— TO DO —
- 1) Reproduce a passage from the article on the disposable toilet word for word, starting with "Once used, the" and going on through "could be buried.".
- 2) According to the article on the disposable toilet, what price does the bag's inventor plan to sell it for?

— PASSAGE TO READ —

For Pennies, a Disposable Toilet That Could Help Grow Crops
An architect and professor in Stockholm has developed a biodegradable bag that could serve as a single-use toilet in the developing world. A Swedish entrepreneur is trying to market and sell a biodegradable plastic bag that acts as a single-use toilet for urban slums in the developing world.
Once used, the bag can be knotted and buried, and a layer of urea crystals breaks down the waste into fertilizer, killing off disease-producing pathogens found in feces.
The bag, called the Peepoo, is the brainchild of Anders Wilhelmson, an architect and professor in Stockholm.
“Not only is it sanitary,” said Mr. Wilhelmson, who has patented the bag, “they can reuse this to grow crops.”
In his research, he found that urban slums in Kenya, despite being densely populated, had open spaces where waste could be buried.
He also found that slum dwellers there collected their excrement in a plastic bag and disposed of it by flinging it, calling it a “flyaway toilet” or a “helicopter toilet.”
This inspired Mr. Wilhelmson to design the Peepoo, an environmentally friendly alternative that he is confident will turn a profit.
“People will say, ‘It’s valuable to me, but well priced,’ ” he said.
He plans to sell it for about 2 or 3 cents — comparable to the cost of an ordinary plastic bag.

(Data records)
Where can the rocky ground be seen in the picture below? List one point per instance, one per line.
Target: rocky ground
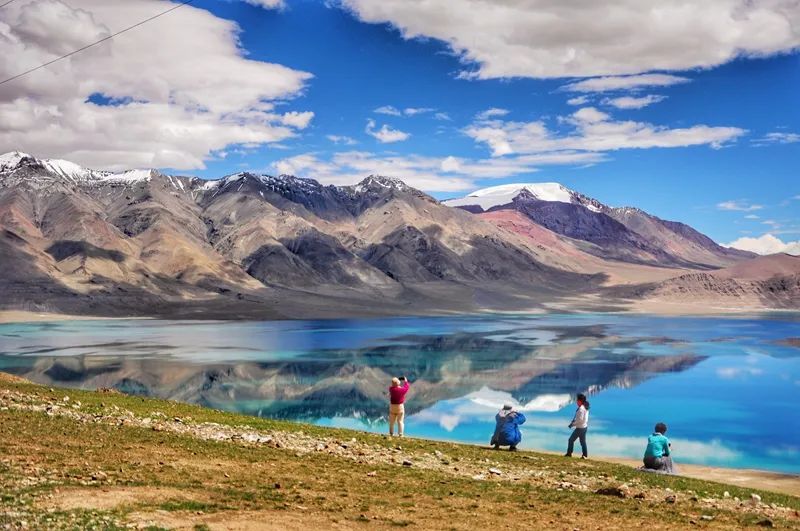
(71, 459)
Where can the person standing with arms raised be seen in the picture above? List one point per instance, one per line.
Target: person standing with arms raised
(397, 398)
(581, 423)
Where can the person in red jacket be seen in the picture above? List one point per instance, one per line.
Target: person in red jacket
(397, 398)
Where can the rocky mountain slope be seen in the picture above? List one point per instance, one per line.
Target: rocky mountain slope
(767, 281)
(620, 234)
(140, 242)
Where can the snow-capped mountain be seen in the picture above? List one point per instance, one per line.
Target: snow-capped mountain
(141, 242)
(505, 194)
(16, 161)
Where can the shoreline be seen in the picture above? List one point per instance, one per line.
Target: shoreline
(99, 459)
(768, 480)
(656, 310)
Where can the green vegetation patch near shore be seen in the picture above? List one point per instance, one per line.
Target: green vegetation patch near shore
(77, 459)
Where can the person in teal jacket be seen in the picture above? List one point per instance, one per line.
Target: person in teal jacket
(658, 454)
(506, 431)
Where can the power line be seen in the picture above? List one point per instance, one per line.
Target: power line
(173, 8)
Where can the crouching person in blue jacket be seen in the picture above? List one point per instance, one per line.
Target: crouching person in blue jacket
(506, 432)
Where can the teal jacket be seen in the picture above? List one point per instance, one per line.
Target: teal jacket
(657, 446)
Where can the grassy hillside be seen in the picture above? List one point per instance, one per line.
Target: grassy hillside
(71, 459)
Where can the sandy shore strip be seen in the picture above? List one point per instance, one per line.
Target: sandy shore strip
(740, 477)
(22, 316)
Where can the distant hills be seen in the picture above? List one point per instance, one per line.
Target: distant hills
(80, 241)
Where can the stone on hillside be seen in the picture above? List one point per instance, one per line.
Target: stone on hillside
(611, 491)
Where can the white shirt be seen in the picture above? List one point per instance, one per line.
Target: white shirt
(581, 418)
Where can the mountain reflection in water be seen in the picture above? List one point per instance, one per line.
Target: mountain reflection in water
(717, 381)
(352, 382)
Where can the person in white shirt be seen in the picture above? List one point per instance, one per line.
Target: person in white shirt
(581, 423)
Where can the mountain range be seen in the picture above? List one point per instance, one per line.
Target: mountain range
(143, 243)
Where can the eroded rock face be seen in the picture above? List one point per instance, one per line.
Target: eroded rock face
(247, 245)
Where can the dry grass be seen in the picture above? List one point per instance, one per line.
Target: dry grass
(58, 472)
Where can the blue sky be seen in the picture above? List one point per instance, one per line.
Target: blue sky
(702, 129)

==

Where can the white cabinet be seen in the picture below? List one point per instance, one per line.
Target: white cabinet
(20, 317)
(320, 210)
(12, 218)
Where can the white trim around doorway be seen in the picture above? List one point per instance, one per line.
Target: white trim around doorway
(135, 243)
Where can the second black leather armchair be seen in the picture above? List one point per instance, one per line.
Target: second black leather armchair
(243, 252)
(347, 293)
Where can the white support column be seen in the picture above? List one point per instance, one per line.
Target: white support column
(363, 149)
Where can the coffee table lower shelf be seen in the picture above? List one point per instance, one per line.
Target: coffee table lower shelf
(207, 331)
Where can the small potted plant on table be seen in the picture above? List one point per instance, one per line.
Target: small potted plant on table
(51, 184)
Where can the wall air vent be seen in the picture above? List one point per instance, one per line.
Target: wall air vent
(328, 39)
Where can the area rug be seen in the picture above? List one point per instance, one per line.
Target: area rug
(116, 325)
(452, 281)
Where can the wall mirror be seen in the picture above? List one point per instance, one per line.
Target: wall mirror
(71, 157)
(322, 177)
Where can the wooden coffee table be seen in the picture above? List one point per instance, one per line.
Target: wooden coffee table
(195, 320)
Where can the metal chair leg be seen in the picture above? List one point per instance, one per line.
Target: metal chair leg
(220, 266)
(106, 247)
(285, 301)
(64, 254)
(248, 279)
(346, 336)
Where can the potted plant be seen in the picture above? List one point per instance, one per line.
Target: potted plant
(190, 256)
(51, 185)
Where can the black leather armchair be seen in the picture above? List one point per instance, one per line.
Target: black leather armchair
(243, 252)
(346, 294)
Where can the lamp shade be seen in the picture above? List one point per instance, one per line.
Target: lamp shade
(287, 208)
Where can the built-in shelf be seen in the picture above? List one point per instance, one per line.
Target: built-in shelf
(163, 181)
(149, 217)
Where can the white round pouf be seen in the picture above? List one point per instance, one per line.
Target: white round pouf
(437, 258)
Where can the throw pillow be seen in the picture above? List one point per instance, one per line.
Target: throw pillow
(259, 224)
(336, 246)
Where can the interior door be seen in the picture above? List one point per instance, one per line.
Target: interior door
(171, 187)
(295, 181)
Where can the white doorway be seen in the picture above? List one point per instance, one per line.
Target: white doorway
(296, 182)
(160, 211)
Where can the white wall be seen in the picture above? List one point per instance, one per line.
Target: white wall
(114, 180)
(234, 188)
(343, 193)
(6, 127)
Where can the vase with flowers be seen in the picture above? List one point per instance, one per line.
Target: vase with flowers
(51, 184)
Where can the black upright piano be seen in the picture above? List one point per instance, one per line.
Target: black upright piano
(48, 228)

— SET OF ANSWERS —
- 1)
Once used, the bag can be knotted and buried, and a layer of urea crystals breaks down the waste into fertilizer, killing off disease-producing pathogens found in feces.
The bag, called the Peepoo, is the brainchild of Anders Wilhelmson, an architect and professor in Stockholm.
“Not only is it sanitary,” said Mr. Wilhelmson, who has patented the bag, “they can reuse this to grow crops.”
In his research, he found that urban slums in Kenya, despite being densely populated, had open spaces where waste could be buried.

- 2) About 2 or 3 cents.